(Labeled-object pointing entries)
= = =
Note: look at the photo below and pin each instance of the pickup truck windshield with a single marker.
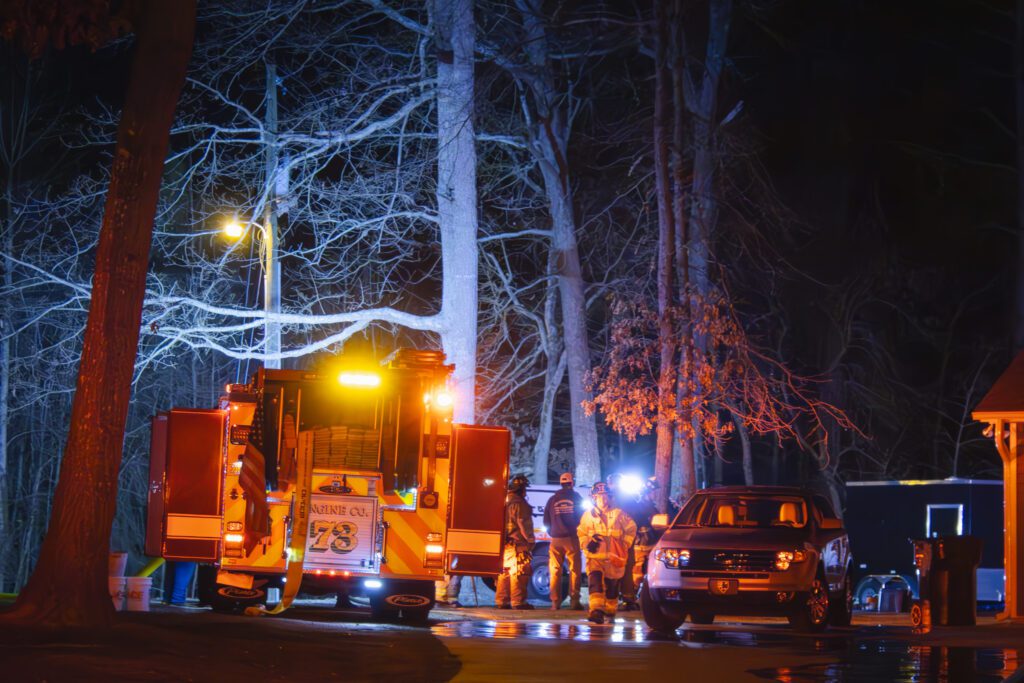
(743, 511)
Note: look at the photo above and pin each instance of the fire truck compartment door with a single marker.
(155, 495)
(194, 451)
(479, 464)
= = =
Could you copy out every one of the records above word for word, with the pictures left out?

**Result of this exercise:**
Note: look at the photo below and pin each instance of the pickup truck windshield with a single marker.
(743, 511)
Note: look at the photo above and pin each instance of the fire truck compartment door with a single marker.
(155, 495)
(194, 451)
(479, 464)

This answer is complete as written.